How to complete this task — Repeat each entry word for word.

[Stored dataset items]
────

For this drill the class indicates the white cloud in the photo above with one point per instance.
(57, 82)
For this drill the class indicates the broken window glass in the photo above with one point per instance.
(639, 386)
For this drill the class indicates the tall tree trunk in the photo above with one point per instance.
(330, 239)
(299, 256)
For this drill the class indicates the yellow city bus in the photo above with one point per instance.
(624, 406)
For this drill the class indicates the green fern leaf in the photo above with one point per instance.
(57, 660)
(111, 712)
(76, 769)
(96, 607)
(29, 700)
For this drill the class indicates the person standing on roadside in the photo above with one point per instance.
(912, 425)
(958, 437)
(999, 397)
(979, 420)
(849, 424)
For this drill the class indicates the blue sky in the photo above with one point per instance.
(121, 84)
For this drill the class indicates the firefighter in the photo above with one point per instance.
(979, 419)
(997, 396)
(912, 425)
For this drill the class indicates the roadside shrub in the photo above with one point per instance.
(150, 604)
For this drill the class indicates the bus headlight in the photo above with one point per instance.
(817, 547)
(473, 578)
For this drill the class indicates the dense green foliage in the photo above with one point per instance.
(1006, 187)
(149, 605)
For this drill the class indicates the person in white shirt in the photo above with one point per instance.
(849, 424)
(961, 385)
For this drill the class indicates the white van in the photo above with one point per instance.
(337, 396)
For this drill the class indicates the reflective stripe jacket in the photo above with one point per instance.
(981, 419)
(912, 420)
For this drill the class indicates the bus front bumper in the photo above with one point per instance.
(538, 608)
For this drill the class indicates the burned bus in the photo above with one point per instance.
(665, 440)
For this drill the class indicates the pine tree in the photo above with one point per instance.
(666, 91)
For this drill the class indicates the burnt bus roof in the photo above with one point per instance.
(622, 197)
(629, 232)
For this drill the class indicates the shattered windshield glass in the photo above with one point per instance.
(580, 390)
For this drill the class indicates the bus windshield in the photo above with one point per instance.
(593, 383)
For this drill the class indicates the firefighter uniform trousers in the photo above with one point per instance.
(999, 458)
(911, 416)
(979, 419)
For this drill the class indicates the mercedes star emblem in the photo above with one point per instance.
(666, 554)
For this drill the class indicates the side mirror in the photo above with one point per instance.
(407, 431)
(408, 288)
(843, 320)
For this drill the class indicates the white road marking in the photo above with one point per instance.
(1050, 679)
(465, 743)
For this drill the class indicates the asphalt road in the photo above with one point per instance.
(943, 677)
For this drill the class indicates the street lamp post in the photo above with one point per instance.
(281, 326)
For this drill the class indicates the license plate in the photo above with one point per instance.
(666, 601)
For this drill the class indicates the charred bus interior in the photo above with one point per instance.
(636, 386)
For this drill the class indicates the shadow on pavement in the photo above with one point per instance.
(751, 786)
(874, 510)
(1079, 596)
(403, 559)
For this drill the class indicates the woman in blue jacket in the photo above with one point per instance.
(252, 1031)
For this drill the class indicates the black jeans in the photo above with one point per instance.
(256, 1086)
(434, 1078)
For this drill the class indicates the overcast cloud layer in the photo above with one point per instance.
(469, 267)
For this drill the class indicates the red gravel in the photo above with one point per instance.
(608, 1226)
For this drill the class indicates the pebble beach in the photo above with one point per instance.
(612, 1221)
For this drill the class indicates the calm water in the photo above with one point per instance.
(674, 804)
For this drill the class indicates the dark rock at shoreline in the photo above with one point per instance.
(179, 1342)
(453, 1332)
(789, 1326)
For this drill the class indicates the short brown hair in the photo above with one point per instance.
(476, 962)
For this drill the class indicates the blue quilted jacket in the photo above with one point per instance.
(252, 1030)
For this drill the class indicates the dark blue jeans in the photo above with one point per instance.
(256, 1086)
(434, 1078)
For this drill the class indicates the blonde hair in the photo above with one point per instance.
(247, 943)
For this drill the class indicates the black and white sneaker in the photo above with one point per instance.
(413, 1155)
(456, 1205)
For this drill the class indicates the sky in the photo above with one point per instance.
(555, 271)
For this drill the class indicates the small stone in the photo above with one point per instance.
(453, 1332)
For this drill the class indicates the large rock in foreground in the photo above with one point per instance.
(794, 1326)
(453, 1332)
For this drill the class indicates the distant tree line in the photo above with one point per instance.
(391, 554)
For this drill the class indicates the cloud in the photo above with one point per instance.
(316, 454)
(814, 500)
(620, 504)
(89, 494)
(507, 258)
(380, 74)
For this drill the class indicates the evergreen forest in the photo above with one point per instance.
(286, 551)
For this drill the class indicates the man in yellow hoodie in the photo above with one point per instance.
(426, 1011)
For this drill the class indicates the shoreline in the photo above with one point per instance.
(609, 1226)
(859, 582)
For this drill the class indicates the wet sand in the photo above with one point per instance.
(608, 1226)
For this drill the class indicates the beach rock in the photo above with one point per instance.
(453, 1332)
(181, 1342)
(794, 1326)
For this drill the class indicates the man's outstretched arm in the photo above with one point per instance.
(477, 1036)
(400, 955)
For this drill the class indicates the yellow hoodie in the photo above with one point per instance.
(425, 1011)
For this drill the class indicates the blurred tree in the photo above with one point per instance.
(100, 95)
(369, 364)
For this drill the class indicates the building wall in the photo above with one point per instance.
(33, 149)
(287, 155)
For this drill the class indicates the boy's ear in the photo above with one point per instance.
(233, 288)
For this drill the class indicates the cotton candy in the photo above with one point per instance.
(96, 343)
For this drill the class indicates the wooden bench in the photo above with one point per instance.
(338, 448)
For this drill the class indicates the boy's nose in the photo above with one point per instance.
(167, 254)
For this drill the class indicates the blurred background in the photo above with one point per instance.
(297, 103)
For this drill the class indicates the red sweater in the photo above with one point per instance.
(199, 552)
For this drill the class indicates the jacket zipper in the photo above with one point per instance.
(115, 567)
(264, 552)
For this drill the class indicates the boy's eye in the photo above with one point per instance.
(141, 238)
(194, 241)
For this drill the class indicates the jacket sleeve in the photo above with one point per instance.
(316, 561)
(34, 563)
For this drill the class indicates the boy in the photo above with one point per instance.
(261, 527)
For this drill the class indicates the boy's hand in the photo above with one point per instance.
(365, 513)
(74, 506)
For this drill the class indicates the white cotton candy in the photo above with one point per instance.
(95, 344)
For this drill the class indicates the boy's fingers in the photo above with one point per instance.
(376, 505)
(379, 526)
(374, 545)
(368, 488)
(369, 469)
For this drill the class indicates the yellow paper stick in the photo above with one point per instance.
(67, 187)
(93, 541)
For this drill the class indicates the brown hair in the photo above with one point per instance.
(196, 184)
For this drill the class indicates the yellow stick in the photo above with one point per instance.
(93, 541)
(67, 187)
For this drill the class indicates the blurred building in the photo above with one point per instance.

────

Reply —
For this drill the class indicates the white cloud in the photo above with one point per instance.
(57, 82)
For this drill the class indicates the broken window glass in the photo above with one point per instance.
(639, 386)
For this drill the class indicates the tall tree trunk in the photo above with one point per instance.
(330, 239)
(299, 256)
For this drill the class indicates the yellow city bus in the photo above with one point per instance.
(624, 406)
For this drill the class indicates the green fern leaf in the photo above with one point per instance.
(57, 660)
(111, 712)
(76, 769)
(96, 607)
(29, 700)
For this drill the class indicates the person standing on roadside in the photo above with one point per instance.
(912, 425)
(958, 437)
(999, 397)
(979, 420)
(849, 424)
For this drill the class indicates the blue sky in the photo above with one point per instance.
(121, 84)
For this drill the class indicates the firefighter in the photo above with one point per instance.
(979, 419)
(997, 396)
(912, 425)
For this drill the class indicates the roadside shrub in the photo above with one point per instance.
(150, 604)
For this drill the class indicates the bus headlight in the photo above with one point per instance.
(817, 547)
(473, 578)
For this drill the class indicates the dense green foliage in the photo above with one point per instance.
(1006, 187)
(149, 605)
For this drill the class indicates the person in white shirt in the photo above with one point per instance.
(849, 424)
(961, 385)
For this drill the class indicates the white van in the photo above with one point per instance.
(337, 396)
For this drill the class indicates the reflective stripe jacket in the photo above with one point per instance.
(981, 419)
(912, 420)
For this drill the class indicates the bus front bumper in the photo above with one point per instance.
(538, 608)
For this drill the class indicates the burned bus in the photo above with one point per instance.
(665, 440)
For this drill the class indicates the pine tree in the photo above with one point per instance.
(666, 91)
For this drill the class indicates the burnt bus roof in the photo above with one point per instance.
(622, 197)
(629, 232)
For this drill the class indicates the shattered windshield glass in the photo above with one point per instance.
(580, 390)
For this drill the class indicates the bus windshield in the photo above with one point per instance.
(593, 383)
For this drill the class indicates the firefighter uniform trousers in the photo above with one point per instance.
(999, 458)
(911, 416)
(979, 419)
For this drill the class indicates the mercedes star emblem in the photo above with one point per instance.
(666, 554)
For this drill the class indicates the side mirror in the photo above with one point per instance.
(407, 431)
(408, 288)
(843, 320)
For this drill the class indicates the white road marking in the photo above with one point per instance.
(1050, 679)
(465, 743)
For this drill the class indicates the asphalt road in the photo above with one point per instance.
(943, 677)
For this drill the class indicates the street lamp post in the photo above with one point per instance.
(281, 326)
For this drill the class indicates the license plate in the photo above with one point per instance.
(666, 601)
For this drill the class indicates the charred bus interior in the photo above with one point per instance.
(636, 386)
For this drill the class indicates the shadow on pavement in the photo above with one point per instance.
(751, 786)
(874, 510)
(1079, 596)
(403, 559)
For this drill the class indicates the woman in blue jacket in the photo above with one point per instance.
(252, 1031)
For this drill the class indicates the black jeans in the photo above with one point per instance.
(256, 1086)
(434, 1078)
For this drill the class indicates the overcast cloud layer in the photo above with one point per instance.
(469, 267)
For this drill the class indicates the red gravel in the photo above with one point per instance.
(608, 1226)
For this drill the class indicates the pebble beach in the photo above with one point per instance.
(612, 1221)
For this drill the class indicates the calm water in the photo above with one point per instance.
(674, 804)
For this drill the class indicates the dark rock at shoreline in the photo above with one point per instance.
(179, 1342)
(453, 1332)
(789, 1326)
For this drill the class indicates the short brown hair in the photo above with one point per instance.
(476, 962)
For this drill the class indicates the blue quilted jacket in the photo above with one point per instance.
(252, 1030)
For this drill the class indicates the dark blue jeans in the photo above with one point per instance.
(256, 1086)
(434, 1078)
For this drill the class indicates the blonde hair in the photo above with one point per instance.
(247, 943)
For this drill the class indicates the black and white sneaker in the photo above with one point per instance.
(413, 1155)
(456, 1205)
For this drill the class indicates the sky in the photo above with one point per instance.
(555, 271)
For this drill the class indicates the small stone in the photo above with one point per instance.
(453, 1332)
For this drill the class indicates the large rock in foreground in the photo above with one point per instance.
(794, 1326)
(453, 1332)
For this drill the class indicates the distant tree line in the photo above with one point per instance.
(391, 554)
For this drill the class indicates the cloud in the photo above with one point per instance.
(316, 454)
(814, 500)
(620, 504)
(89, 494)
(507, 258)
(380, 74)
For this drill the class indicates the evergreen forest in the photo above with one point per instance.
(286, 551)
For this drill the class indicates the man in yellow hoodie in the photo above with one point per instance.
(426, 1011)
For this drill the class indicates the shoreline in the photo above with one point per instance.
(609, 1226)
(859, 582)
For this drill the class indicates the wet sand in the photo above with one point per instance.
(608, 1226)
For this drill the class indicates the beach rock in the photo above with one point per instance.
(453, 1332)
(181, 1342)
(794, 1326)
For this drill the class indicates the man's outstretched arm in the photo above with one point per instance.
(477, 1036)
(400, 955)
For this drill the class indicates the yellow hoodie in the photo above with one point per instance.
(425, 1011)
For this drill the class indicates the blurred tree in the photo above with one point per instance.
(100, 95)
(369, 364)
For this drill the class indicates the building wall in the photo above with one point per instance.
(33, 149)
(287, 155)
For this drill the class indicates the boy's ear in the photo above with one point per instance.
(233, 288)
For this drill the class indicates the cotton candy in the photo above with one point per instance.
(96, 343)
For this drill the class indicates the wooden bench in the photo above with one point per instance.
(338, 448)
For this drill the class indicates the boy's nose in the photo above with one point per instance.
(167, 254)
For this drill the class indicates the blurred background in the photo above with one point per instance.
(297, 103)
For this drill the class indicates the red sweater in the photo above with one point per instance.
(199, 552)
For this drill the class indicates the jacket zipper in the photo above with one point per instance.
(115, 567)
(264, 552)
For this drill the class indicates the boy's eye in the photo above with one point per instance.
(141, 238)
(194, 241)
For this drill the class indicates the jacket sleeve in the photo above with one point per instance.
(316, 561)
(34, 563)
For this drill the class indicates the boy in the photo above with one point per instance.
(261, 527)
For this drill the class indicates the boy's hand in the photo above with one point per instance.
(365, 513)
(74, 506)
For this drill the class indicates the white cotton candy in the photo above with one point per instance.
(95, 344)
For this drill the class indicates the boy's fingers in the photo above with one point per instance.
(376, 505)
(379, 526)
(374, 545)
(368, 488)
(369, 469)
For this drill the class indicates the yellow paper stick in the photo above with one point per instance.
(67, 187)
(93, 541)
For this drill the class indicates the brown hair in the photo above with one point per instance.
(196, 184)
For this drill the class indicates the yellow stick in the photo above with one point per instance.
(93, 541)
(67, 187)
For this drill the class indicates the blurred building in the photo above with one point per instance.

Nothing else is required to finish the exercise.